- _Text shown_
——————————
This book is in every way bigger than "Bridget Jones' Diary". Cannie, unlike Bridget, is actually overweight (and self-consciously, but not too aggressively). This renders the book less servile to the current cult of thinness but also somewhat conflicted; the apparent voice seems is that of a woman who has always worried over her weight but never had clear evidence of its being inappropriate - a voice that probably represents more women than Cannie's actual character.

In more important ways, too, "Good in Bed" is a bigger book. It deals with more serious issues - Cannie has real triumphs and tragedies, often unconnected to her love life, and she has the insight to realize when she is being silly about men. The book has a more complicated plot than "Bridget Jones' Diary", without losing the easy-to-read quality that makes little-black-dress fiction so much fun.

But being a big book has drawbacks. "Good in Bed" doesn't have the same narrative tidiness as "Bridget Jones' Diary" (an achievement more due to Jane Austen than Helen Fielding). The ending is satisfying, and certainly well-planned (perhaps too well-planned; some of the plotline is predictable), but it doesn't have the irrepressible neatness, the cyclic detachment, that "Bridget Jones" acheived.

"Good in Bed" is not another BJ knockoff. It's written in the same tenor as many of them, but it's more complex and more intelligent. I've couched this review in comparisons to Bridget's story not because I think that's the only way to look at "Good in Bed", but because I think it's the best way. "Good in Bed" is a shining example of all the good Bridget did for women's fiction, implemented in a more serious context. Cannie is, foremost, a modern narrator. She speaks the language of women today: the author is not afraid to date her writing by making references to politics and pop culture, and this gives the book a fresh, current feel. She captures the dilemma of an intelligent, confident woman who isn't intelligent or confident about everything, who's self-aware without being all-powerful. She's not just another protagonist modeled on Bridget Jones. She's a protagonist - the first I've seen - who has read Bridget Jones.

Rating: 5 stars
Summary: Couldn't put it down...
Review: I was literally reading this book at every conceivable moment - while brushing my teeth, late at night, leaning on the dryer waiting for those last few damp items to get done - and was so sad when it was over.
——————————
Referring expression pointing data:

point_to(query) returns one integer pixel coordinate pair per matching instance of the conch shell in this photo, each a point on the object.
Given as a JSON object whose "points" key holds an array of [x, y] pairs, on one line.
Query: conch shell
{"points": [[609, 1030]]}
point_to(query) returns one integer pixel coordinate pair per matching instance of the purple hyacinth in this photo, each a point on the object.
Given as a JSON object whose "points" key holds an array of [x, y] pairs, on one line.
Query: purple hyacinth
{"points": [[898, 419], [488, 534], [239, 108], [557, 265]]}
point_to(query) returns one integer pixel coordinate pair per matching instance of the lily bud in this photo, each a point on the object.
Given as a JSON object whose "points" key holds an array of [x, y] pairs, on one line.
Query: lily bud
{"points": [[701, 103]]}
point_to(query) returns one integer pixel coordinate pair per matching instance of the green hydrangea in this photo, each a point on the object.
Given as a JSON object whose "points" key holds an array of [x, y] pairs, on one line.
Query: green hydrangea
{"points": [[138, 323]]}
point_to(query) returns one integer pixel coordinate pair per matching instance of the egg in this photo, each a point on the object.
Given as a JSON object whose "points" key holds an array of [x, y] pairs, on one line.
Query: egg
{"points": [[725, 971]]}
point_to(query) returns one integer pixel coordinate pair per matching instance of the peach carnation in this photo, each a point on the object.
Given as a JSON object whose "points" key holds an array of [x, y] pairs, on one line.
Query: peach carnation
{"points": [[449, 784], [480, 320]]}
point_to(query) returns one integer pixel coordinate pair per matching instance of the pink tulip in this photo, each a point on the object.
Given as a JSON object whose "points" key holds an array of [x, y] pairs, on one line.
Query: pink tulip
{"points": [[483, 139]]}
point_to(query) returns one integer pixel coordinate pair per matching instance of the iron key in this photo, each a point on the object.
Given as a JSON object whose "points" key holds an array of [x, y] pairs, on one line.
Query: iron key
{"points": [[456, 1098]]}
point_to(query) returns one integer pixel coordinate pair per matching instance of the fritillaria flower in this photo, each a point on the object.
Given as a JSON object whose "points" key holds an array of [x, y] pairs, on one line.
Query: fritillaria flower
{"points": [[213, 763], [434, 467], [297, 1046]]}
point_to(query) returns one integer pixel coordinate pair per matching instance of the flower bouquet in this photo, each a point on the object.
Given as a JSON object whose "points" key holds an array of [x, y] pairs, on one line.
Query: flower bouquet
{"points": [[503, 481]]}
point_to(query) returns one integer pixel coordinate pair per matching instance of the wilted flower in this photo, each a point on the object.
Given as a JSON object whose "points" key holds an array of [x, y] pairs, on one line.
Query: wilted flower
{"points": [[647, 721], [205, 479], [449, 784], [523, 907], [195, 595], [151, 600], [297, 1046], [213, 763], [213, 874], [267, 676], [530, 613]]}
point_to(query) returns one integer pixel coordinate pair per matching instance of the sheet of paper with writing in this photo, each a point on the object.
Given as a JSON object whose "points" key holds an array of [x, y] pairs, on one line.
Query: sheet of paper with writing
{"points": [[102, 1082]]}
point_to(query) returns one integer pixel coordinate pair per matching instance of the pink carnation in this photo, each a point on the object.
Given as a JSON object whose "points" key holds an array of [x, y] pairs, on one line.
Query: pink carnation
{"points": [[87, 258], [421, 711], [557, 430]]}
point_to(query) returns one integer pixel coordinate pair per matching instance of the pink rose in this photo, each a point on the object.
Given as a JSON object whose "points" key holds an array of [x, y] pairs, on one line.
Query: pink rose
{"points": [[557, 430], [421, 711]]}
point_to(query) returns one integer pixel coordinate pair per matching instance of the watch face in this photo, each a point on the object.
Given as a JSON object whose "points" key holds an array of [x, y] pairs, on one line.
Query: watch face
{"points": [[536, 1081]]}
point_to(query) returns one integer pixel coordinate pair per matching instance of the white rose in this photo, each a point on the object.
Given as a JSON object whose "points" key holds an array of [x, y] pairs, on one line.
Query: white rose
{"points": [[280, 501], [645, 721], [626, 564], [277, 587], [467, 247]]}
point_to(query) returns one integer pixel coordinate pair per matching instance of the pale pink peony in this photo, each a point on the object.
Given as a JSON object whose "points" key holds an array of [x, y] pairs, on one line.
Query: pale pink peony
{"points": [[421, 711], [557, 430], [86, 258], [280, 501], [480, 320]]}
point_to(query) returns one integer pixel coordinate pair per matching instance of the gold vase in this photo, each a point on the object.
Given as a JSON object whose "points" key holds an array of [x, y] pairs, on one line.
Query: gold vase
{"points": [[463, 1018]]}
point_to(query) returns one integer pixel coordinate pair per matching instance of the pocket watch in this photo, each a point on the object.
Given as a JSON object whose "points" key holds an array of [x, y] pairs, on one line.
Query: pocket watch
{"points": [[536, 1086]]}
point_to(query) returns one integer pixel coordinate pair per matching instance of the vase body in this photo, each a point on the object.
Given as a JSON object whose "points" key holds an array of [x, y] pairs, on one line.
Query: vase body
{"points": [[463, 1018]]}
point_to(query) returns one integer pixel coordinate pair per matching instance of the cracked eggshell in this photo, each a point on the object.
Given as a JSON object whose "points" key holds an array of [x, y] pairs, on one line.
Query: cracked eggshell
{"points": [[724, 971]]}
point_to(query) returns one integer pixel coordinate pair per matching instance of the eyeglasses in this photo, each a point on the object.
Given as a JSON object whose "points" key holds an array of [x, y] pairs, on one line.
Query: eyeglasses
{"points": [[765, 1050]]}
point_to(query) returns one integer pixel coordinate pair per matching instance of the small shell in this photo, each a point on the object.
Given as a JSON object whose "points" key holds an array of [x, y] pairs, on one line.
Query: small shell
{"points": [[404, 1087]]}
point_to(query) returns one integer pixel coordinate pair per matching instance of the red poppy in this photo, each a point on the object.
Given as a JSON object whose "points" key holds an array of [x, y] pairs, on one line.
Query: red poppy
——————————
- _Exercises_
[a] For the book review, decide whether each statement agrees with it, answering yes or no and quoting the deciding words: (i) Cannie, unlike Bridget, is actually overweight; (ii) "Good in Bed" has a simpler plot than "Bridget Jones' Diary"; (iii) the ending of "Good in Bed" is poorly planned.
[b] Carry on the book review from its final sentence.

- _Numbered answers_
[a]
(i) Yes: "Cannie, unlike Bridget, is actually overweight"
(ii) No: "The book has a more complicated plot than "Bridget Jones' Diary""
(iii) No: "The ending is satisfying, and certainly well-planned"

[b]
Anyone who thinks that Cannie's personality change was too dramatic or that she was whiny and turned into a totally different person has obviously never been in the situation in which she finds herself. Without revealing the plot, I'll say that I've been there and had friends who have been there, and Jennifer Weiner nailed it. Yes, there were some unrealistic (possibly) plot twists. It's called willing suspension of disbelief. It's how life is often stranger than fiction. But the emotions and the voice are so clear, I can hear them in my own head.

The scene in the fat clinic when she sarcastically says, "Oh, now I get it, I'm cured! If you eat less you lose weight!" had me laughing out loud. The self-doubt over the break up (and many other scenes) left me weeping.

I hate when reviewers criticize something that didn't actually happen. I guess they weren't paying attention: 1) she was not thin at the end. 2)She wasn't rescued. She found happiness within herself, alone, without even the dog. 3) She didn't hate Bruce until long after I did. 4) This isn't about being fat. It's about priorities, what really matters in life, and that, despite our society's idea that you can never be too rich or too thin, neither of those things could make Cannie (or any of us) happy. Perhaps you have to have experienced some life altering moment to get it, and I sincerely wish the people who don't get it never have to learn that lesson. But for someone who's been there, this is so affirming and inspiring that I feel like a better person just for reading it.